» Instructions:
• A. Answer these questions about the PySpark tutorial excerpt:
(i) How many variables does the DataFrame consist of?
(ii) According to the excerpt, how many unique customers are present in the DataFrame?
(iii) Which PySpark clause does the excerpt say is needed to find the country from which most purchases are made?
• B. Pick up the PySpark tutorial excerpt on exploratory data analysis after its last line and continue it.

Note that we defined an escape character to avoid commas in the .csv file when parsing.

Let’s take a look at the head of the DataFrame using the show() function:

df.show(5,0)

The DataFrame consists of 8 variables:

  1. InvoiceNo: The unique identifier of each customer invoice.

  2. StockCode: The unique identifier of each item in stock.

  3. Description: The item purchased by the customer.

  4. Quantity: The number of each item purchased by a customer in a single invoice.

  5. InvoiceDate: The purchase date.

  6. UnitPrice: Price of one unit of each item.

  7. CustomerID: Unique identifier assigned to each user.

  8. Country: The country from which the purchase was made.

Step 3: Exploratory data analysis

Now that we have seen the variables present in this dataset, let’s perform some exploratory data analysis to further understand these data points:

  1. Let’s start by counting the number of rows in the DataFrame:
df.count()  # Answer: 2,500
  1. How many unique customers are present in the DataFrame?
df.select('CustomerID').distinct().count() # Answer: 95
  1. result of show() function in our SparkSessionWhat country do most purchases come from?

To find the country from which most purchases are made, we need to use the groupBy() clause in PySpark:

from pyspark.sql.functions import *
from pyspark.sql.types import *

df.groupBy('Country').agg(countDistinct('CustomerID').alias('country_count')).show()

» Data listing:
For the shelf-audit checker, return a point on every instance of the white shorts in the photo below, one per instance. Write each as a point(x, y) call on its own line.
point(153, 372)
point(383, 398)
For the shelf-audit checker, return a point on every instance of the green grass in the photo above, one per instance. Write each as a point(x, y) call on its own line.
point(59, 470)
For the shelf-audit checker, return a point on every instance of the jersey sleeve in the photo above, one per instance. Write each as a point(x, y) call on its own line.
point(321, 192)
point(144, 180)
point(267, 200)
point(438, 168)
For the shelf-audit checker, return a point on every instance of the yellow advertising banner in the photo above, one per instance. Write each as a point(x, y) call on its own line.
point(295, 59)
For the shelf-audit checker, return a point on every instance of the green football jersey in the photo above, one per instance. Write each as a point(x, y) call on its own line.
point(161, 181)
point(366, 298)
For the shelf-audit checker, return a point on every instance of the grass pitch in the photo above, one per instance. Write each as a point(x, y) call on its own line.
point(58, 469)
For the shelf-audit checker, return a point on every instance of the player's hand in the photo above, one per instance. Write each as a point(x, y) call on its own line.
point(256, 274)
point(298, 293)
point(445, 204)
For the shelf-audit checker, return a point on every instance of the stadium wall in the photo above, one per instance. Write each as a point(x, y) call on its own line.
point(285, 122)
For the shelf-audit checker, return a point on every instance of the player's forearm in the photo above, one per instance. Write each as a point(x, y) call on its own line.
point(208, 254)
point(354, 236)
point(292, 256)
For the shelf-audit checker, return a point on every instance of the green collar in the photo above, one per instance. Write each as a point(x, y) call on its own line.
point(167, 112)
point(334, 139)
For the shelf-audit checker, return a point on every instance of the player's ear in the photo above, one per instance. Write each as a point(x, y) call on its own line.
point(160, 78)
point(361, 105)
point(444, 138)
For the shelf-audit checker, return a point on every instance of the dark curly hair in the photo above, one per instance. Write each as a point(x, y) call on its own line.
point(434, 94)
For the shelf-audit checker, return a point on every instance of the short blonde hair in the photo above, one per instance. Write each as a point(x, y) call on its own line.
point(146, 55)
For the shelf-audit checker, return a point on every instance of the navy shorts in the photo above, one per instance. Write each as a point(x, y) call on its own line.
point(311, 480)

» Answer set:
• A.
(i) 8
(ii) 95
(iii) groupBy()

• B.
The following table will be rendered after running the code above:

groupBy() output in our SparkSession

Almost all the purchases on the platform were made from the United Kingdom, and only a handful were made from countries like Germany, Australia, and France. 

Notice that the data in the table above isn’t presented in the order of purchases. To sort this table, we can include the orderBy() clause:

df.groupBy('Country').agg(countDistinct('CustomerID').alias('country_count')).orderBy(desc('country_count')).show()

The output displayed is now sorted in descending order:

a table in our SparkSession

  1. When was the most recent purchase made by a customer on the e-commerce platform?

To find when the latest purchase was made on the platform, we need to convert the InvoiceDate column into a timestamp format and use the max() function in PySpark:

df = df.withColumn(
    "date",
    coalesce(
        to_timestamp(col("InvoiceDate"), "yy/MM/dd HH:mm"),
        to_timestamp(col("InvoiceDate"), "yyyy-MM-dd HH:mm:ss"),
        to_timestamp(col("InvoiceDate"))  # best-effort fallback
    )
)
df.select(max("date")).show()

You should see the following table appear after running the code above:

max() function used in our SparkSession

  1. When was the earliest purchase made by a customer on the e-commerce platform?

Similar to what we did above, the min() function can be used to find the earliest purchase date and time:

df.select(min("date")).show()

min() function used in our SparkSession

Notice that the most recent and earliest purchases were made on the same day, just a few hours apart. This means that the dataset we downloaded contains information of only purchases made on a single day.

Step 4: Data pre-processing

Now that we have analyzed the dataset and have a better understanding of each data point, we need to prepare the data to feed into the machine learning algorithm.

Let’s take a look at the head of the data frame once again to understand how the pre-processing will be done:

df.show(5,0)

pre-processing example in SparkSession

From the dataset above, we need to create multiple customer segments based on each user’s purchase behavior.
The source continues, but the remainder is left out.